>>>>

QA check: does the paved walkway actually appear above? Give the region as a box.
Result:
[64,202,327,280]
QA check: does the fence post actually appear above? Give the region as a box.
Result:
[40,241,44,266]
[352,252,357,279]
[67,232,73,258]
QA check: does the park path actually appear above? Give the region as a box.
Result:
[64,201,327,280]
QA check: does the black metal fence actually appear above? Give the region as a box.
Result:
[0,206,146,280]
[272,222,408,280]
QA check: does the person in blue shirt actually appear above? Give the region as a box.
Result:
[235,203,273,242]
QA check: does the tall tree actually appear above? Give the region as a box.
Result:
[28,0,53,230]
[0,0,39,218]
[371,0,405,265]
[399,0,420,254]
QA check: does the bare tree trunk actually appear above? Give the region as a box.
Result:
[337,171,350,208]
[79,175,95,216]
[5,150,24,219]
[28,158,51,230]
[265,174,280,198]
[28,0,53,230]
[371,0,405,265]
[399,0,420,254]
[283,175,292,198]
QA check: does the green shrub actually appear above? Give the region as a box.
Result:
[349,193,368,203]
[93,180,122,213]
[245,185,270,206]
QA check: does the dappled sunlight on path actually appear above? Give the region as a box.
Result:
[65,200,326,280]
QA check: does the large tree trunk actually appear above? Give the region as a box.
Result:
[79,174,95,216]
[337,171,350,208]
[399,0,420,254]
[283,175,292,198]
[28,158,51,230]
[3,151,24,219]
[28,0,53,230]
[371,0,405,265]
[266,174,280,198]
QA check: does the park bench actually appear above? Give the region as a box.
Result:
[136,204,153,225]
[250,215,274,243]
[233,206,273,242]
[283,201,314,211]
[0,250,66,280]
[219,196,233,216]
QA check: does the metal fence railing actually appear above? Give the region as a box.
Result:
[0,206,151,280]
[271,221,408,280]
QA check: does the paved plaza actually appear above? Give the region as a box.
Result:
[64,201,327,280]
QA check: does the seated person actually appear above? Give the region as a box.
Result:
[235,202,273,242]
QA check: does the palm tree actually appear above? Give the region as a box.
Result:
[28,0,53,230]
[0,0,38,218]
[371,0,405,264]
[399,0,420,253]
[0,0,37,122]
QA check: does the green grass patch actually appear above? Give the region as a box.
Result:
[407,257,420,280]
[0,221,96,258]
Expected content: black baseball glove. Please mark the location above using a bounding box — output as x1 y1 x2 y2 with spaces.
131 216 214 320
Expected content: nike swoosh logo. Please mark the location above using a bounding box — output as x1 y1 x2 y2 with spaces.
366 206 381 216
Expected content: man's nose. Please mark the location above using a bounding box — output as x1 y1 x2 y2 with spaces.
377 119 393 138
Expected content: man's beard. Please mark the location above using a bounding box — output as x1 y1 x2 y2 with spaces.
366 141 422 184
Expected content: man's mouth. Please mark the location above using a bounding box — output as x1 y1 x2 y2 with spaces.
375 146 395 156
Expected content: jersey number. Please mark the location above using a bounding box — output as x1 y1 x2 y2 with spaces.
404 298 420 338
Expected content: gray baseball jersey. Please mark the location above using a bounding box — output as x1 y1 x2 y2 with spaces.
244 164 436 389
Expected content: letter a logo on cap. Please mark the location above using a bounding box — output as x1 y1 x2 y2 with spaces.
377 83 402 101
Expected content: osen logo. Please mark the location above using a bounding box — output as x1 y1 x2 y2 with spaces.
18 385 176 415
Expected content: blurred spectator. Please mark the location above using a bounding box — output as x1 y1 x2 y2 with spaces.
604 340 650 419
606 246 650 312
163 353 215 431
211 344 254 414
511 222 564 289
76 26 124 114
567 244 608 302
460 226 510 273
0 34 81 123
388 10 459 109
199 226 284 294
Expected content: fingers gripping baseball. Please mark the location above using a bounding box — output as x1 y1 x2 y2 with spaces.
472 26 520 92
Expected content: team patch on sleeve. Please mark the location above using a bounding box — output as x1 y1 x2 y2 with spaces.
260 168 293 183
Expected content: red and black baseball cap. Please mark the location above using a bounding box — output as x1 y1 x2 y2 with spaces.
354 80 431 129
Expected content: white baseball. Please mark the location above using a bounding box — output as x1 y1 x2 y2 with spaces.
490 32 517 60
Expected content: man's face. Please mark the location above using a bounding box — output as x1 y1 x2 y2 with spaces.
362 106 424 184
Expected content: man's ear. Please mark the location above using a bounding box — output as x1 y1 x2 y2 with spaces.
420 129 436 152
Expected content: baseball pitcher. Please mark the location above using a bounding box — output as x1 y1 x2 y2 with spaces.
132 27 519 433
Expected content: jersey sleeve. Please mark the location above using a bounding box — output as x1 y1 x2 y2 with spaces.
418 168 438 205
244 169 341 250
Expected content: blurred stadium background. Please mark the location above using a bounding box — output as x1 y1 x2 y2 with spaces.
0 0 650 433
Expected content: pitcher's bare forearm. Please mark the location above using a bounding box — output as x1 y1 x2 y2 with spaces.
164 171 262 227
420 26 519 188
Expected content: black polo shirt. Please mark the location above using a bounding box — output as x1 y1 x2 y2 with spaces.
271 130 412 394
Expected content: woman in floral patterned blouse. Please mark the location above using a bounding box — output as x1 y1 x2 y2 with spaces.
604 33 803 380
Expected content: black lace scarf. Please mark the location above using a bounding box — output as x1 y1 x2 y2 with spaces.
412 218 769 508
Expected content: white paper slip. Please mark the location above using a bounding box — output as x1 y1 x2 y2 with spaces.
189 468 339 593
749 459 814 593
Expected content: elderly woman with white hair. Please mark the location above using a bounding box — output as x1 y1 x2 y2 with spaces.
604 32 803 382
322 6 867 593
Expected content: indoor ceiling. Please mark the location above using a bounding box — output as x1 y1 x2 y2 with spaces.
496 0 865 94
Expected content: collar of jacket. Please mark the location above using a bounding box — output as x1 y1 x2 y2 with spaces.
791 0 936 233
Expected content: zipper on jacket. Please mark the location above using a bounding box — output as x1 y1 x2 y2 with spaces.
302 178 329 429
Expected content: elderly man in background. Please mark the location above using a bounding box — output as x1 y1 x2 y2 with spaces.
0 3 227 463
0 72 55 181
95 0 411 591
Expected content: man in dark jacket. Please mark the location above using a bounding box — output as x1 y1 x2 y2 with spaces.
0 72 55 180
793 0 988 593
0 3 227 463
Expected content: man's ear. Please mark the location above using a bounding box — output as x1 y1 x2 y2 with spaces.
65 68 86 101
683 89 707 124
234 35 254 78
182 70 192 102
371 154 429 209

<<<<

Short problem — Convert the items above into a Markdown table with two columns, Row and Line, where Row numbers each line in order and Line holds the line itself. Cover every item and leave out blank lines.

Task result —
| Row | Line |
|---|---|
| 1 | QA check: does the paved walkway actually appear above? Give the region as a box. |
| 2 | Result: |
| 3 | [64,202,327,280] |
| 4 | QA check: does the fence post actually appear above? Give the region as a box. |
| 5 | Result: |
| 6 | [40,241,44,266] |
| 7 | [352,252,357,279] |
| 8 | [67,232,73,258] |
| 9 | QA check: does the park path actually appear above? Give the region as a box. |
| 10 | Result: |
| 11 | [64,201,327,280] |
| 12 | QA check: does the black metal fence actually appear above? Give the region as a box. |
| 13 | Result: |
| 14 | [0,206,146,280] |
| 15 | [272,222,408,280] |
| 16 | QA check: does the person in blue shirt actually appear above? Give the region as a box. |
| 17 | Result: |
| 18 | [235,203,273,242] |
| 19 | QA check: does the tall tree actually appear above? Give the region as a box. |
| 20 | Result: |
| 21 | [28,0,53,230] |
| 22 | [0,0,39,218] |
| 23 | [371,0,405,265] |
| 24 | [399,0,420,254] |
| 25 | QA check: does the bare tree trunk actually appear above? Give the region as a box. |
| 26 | Result: |
| 27 | [337,171,350,208] |
| 28 | [79,175,95,216] |
| 29 | [5,150,24,219] |
| 30 | [28,158,51,230] |
| 31 | [265,174,280,198] |
| 32 | [28,0,53,230] |
| 33 | [371,0,405,265] |
| 34 | [399,0,420,254] |
| 35 | [283,175,292,198] |
| 36 | QA check: does the green shrub actually appear above? Give the region as a box. |
| 37 | Result: |
| 38 | [349,193,368,203] |
| 39 | [93,180,122,213] |
| 40 | [245,185,270,206] |
| 41 | QA check: does the dappled sunlight on path actually appear above? Give the region as a box. |
| 42 | Result: |
| 43 | [65,200,326,280] |
| 44 | QA check: does the large tree trunk actually appear above? Give the region as a box. |
| 45 | Result: |
| 46 | [79,174,95,216] |
| 47 | [337,171,350,208] |
| 48 | [399,0,420,254] |
| 49 | [283,175,292,198] |
| 50 | [28,158,51,230] |
| 51 | [3,151,24,219] |
| 52 | [28,0,53,230] |
| 53 | [371,0,405,265] |
| 54 | [266,174,280,198] |
| 55 | QA check: does the park bench actually appear above? Give the region as a box. |
| 56 | Result: |
| 57 | [136,204,153,225] |
| 58 | [250,215,274,243] |
| 59 | [233,206,273,242] |
| 60 | [283,201,314,211] |
| 61 | [0,250,66,280] |
| 62 | [219,196,233,216] |
| 63 | QA check: does the metal fence railing actually appear above? Give the region as a box. |
| 64 | Result: |
| 65 | [0,206,151,280] |
| 66 | [271,221,408,280] |
| 67 | QA check: does the paved plaza actually appear above? Give the region as a box. |
| 68 | Result: |
| 69 | [64,201,327,280] |
| 70 | QA check: does the seated person actually appear above? Give the region as a box. |
| 71 | Result: |
| 72 | [235,202,273,242] |
| 73 | QA check: does the palm tree actually appear above? Give the region as a box. |
| 74 | Result: |
| 75 | [28,0,53,230] |
| 76 | [0,0,38,218] |
| 77 | [371,0,405,264] |
| 78 | [399,0,420,253] |
| 79 | [0,0,37,122] |
| 80 | QA check: does the green grass patch actually appear above? Give the region as a box. |
| 81 | Result: |
| 82 | [407,257,420,280] |
| 83 | [0,221,96,258] |
| 84 | Expected content: black baseball glove. Please mark the location above using a bounding box — output as x1 y1 x2 y2 with spaces. |
| 85 | 131 216 214 320 |
| 86 | Expected content: nike swoosh logo. Please mark the location above using a bounding box — output as x1 y1 x2 y2 with spaces. |
| 87 | 366 206 381 216 |
| 88 | Expected content: man's nose. Please mark the location above using a bounding box — output as x1 y1 x2 y2 with spaces. |
| 89 | 377 119 393 138 |
| 90 | Expected content: man's beard. Please mark the location above using a bounding box — output as x1 y1 x2 y2 with spaces. |
| 91 | 366 141 422 184 |
| 92 | Expected content: man's mouth. Please mark the location above using a bounding box — output as x1 y1 x2 y2 with spaces. |
| 93 | 375 146 395 156 |
| 94 | Expected content: jersey number. Please mark the location above using a bounding box — output as x1 y1 x2 y2 with spaces. |
| 95 | 404 298 420 338 |
| 96 | Expected content: gray baseball jersey. Please mark the location above using a bounding box — output as x1 y1 x2 y2 with spaces. |
| 97 | 244 164 436 389 |
| 98 | Expected content: letter a logo on cap. Please mark the location above using a bounding box — output as x1 y1 x2 y2 with spaces. |
| 99 | 377 83 402 101 |
| 100 | Expected content: osen logo. Please mark the location above using a bounding box — output as x1 y1 x2 y2 with spaces. |
| 101 | 18 385 176 415 |
| 102 | Expected content: blurred spectator. Please mark the location above using a bounding box — output as x1 y1 x2 y2 with spaces. |
| 103 | 604 340 650 419 |
| 104 | 606 246 650 312 |
| 105 | 163 353 215 431 |
| 106 | 211 344 254 414 |
| 107 | 511 222 564 289 |
| 108 | 76 26 124 114 |
| 109 | 567 244 608 302 |
| 110 | 460 226 510 273 |
| 111 | 0 34 81 123 |
| 112 | 388 10 459 109 |
| 113 | 199 226 284 294 |
| 114 | Expected content: fingers gripping baseball. Please mark the location above using a bounding box — output as x1 y1 x2 y2 with spaces. |
| 115 | 472 26 520 92 |
| 116 | Expected content: team patch on sleeve. Please mark the location above using a bounding box — output as x1 y1 x2 y2 with spaces. |
| 117 | 260 168 293 183 |
| 118 | Expected content: red and black baseball cap. Please mark the location above using a bounding box — output as x1 y1 x2 y2 with spaces. |
| 119 | 354 80 431 129 |
| 120 | Expected content: white baseball. Please mark the location above using a bounding box — output as x1 y1 x2 y2 with spaces. |
| 121 | 490 32 517 60 |
| 122 | Expected content: man's face. Please mark the location above using a bounding box — output as x1 y1 x2 y2 with spaces. |
| 123 | 362 106 424 184 |
| 124 | Expected content: man's ear. Please mark the location above using a bounding box — output as x1 y1 x2 y2 with spaces. |
| 125 | 420 129 436 152 |
| 126 | Expected content: baseball pitcher. Please mark the location above using a bounding box — output as x1 y1 x2 y2 with spaces. |
| 127 | 132 27 519 433 |
| 128 | Expected content: jersey sleeve. Please mark the location above using a bounding box — output as x1 y1 x2 y2 with spaces. |
| 129 | 418 168 438 205 |
| 130 | 244 169 341 250 |
| 131 | Expected content: blurred stadium background. Please mark the location above using a bounding box — output as x1 y1 x2 y2 with spaces. |
| 132 | 0 0 650 433 |
| 133 | Expected content: pitcher's bare forearm. Please mark the location above using a bounding box — output as x1 y1 x2 y2 with spaces. |
| 134 | 164 171 262 227 |
| 135 | 420 26 519 188 |
| 136 | Expected content: black polo shirt. Please mark the location above using a bounding box — output as x1 y1 x2 y2 with spaces. |
| 137 | 271 130 412 394 |
| 138 | Expected content: woman in floral patterned blouse. Please mark the location above using a bounding box — output as x1 y1 x2 y2 with spaces. |
| 139 | 604 33 803 380 |
| 140 | Expected content: black lace scarf. Please mark the location above using a bounding box — output as x1 y1 x2 y2 with spaces. |
| 141 | 412 218 769 508 |
| 142 | Expected content: white paper slip. Please mark the location above using a bounding box — output as x1 y1 x2 y2 with spaces. |
| 143 | 189 468 339 593 |
| 144 | 749 459 814 593 |
| 145 | Expected content: elderly woman with white hair. Please mark the location above using a bounding box — output as x1 y1 x2 y2 with spaces. |
| 146 | 604 32 803 382 |
| 147 | 322 6 867 593 |
| 148 | Expected content: indoor ceiling. Please mark the location above using a bounding box — output as x1 y1 x2 y2 with spaces. |
| 149 | 496 0 865 94 |
| 150 | Expected content: collar of jacket. Please mark the location above using a bounding box — output as x1 y1 x2 y2 with spaces. |
| 151 | 791 0 936 233 |
| 152 | Expected content: zipper on jacket. Please mark the location above using a bounding box — output as x1 y1 x2 y2 with spaces. |
| 153 | 302 178 329 429 |
| 154 | Expected content: elderly man in background. Please mark the location above using a bounding box — output as x1 y1 x2 y2 with spaces. |
| 155 | 0 3 227 463 |
| 156 | 0 72 55 181 |
| 157 | 95 0 411 591 |
| 158 | Expected content: man in dark jacket. Please mark the location above using a bounding box — output as x1 y1 x2 y2 with spaces. |
| 159 | 0 72 55 180 |
| 160 | 793 0 988 593 |
| 161 | 0 3 227 463 |
| 162 | Expected content: man's ear. Please mark the location above using a bounding box — output as x1 y1 x2 y2 with spaces. |
| 163 | 65 68 86 101 |
| 164 | 683 89 707 124 |
| 165 | 234 35 254 78 |
| 166 | 182 70 192 102 |
| 167 | 371 154 429 209 |